## WHAT YOU WILL DO
In the records below, substitute "dark polo shirt" for every "black polo shirt", starting at the line that contains "like [236, 412]." and ending at the end of the records. Give back only those lines, with everything else unchanged.

## RECORDS SHOWN
● ● ● ● ●

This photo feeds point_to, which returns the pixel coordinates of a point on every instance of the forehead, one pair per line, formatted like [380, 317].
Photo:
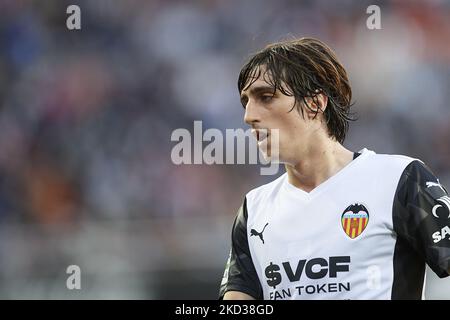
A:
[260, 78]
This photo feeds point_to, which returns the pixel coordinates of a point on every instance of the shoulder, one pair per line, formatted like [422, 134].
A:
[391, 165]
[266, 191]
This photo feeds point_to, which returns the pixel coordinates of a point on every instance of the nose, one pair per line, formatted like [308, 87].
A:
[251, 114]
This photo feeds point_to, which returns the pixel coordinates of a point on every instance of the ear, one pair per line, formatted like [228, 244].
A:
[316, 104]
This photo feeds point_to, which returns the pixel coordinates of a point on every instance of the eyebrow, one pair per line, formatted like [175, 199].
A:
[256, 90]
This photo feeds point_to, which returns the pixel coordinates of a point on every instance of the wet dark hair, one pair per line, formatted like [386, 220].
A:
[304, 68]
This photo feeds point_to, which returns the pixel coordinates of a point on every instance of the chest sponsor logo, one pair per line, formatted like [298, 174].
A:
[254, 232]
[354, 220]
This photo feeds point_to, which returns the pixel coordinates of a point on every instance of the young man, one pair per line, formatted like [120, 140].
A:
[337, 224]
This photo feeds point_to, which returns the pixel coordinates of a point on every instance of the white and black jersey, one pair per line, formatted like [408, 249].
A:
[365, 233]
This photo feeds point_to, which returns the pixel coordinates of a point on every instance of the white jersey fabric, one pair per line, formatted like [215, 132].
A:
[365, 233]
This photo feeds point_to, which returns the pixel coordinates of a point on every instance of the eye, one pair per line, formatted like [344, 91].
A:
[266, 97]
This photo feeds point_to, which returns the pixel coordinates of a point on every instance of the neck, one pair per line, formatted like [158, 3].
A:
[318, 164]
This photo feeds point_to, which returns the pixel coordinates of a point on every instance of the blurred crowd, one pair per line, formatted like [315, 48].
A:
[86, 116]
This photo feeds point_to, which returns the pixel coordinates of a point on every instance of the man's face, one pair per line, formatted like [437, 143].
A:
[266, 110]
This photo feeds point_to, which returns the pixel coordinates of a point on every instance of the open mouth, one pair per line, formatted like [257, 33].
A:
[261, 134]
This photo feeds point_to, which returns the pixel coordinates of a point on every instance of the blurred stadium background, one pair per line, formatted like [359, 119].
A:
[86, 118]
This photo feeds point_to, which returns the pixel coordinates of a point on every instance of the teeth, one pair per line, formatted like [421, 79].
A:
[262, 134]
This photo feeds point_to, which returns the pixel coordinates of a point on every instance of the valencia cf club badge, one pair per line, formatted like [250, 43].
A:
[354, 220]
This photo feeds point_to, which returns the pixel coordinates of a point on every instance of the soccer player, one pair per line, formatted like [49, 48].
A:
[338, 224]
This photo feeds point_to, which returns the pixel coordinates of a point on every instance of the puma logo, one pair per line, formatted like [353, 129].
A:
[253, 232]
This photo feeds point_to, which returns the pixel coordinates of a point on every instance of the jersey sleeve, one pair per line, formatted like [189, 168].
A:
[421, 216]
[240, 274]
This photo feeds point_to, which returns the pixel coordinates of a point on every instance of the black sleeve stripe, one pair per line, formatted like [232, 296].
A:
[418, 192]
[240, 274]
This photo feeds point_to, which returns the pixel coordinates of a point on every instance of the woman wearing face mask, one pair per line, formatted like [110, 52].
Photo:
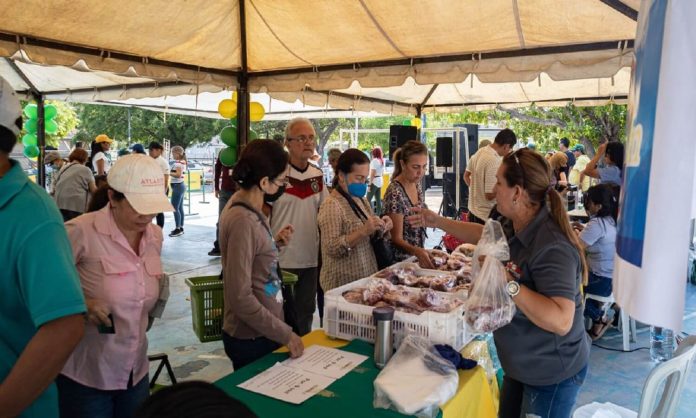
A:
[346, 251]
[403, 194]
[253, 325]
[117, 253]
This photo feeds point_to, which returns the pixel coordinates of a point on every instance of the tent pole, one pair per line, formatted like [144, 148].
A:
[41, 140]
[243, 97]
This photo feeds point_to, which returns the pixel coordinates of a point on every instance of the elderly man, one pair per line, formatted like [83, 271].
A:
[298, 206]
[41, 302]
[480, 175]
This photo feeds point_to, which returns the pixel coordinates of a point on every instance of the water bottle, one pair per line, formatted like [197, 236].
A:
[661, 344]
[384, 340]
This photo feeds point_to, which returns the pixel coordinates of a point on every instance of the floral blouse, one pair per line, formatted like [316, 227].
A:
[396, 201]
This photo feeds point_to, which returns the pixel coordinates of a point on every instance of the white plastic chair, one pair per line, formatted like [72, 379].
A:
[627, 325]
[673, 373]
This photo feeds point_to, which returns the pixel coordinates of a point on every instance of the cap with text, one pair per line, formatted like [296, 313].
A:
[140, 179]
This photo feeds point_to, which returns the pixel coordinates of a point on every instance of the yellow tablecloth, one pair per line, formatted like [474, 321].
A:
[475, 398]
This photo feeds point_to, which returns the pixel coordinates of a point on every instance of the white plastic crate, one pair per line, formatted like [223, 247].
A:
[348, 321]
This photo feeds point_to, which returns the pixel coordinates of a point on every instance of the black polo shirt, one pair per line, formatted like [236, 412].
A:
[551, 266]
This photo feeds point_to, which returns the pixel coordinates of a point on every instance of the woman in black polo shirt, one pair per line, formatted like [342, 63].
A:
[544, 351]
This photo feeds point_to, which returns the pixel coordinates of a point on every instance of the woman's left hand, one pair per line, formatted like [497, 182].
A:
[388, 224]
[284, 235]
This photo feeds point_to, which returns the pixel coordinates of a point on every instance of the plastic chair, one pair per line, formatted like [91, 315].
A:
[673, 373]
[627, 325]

● ● ● ● ●

## REPLY TO THE TASK
This photo feeds point_to, which returns the pixel coordinates of a point on every instance of the dark polo shirt, one pair per line, formatted like [236, 412].
A:
[551, 266]
This photo feeds point_to, which returns the pixel coordinates of a point on every instance of the woman in dark polo shirt, one pair per line, formatted like [342, 63].
A:
[544, 351]
This photo feeds point_to, which returns the pixel coordinates of a point on every instance of the woman's left hand, one pair per line, formatted like [497, 182].
A:
[388, 224]
[284, 235]
This photo feeds point_to, which returns the pixel coordinates of a point on every instance of the plastic chair, one pair per line, formatted like [91, 315].
A:
[673, 373]
[627, 325]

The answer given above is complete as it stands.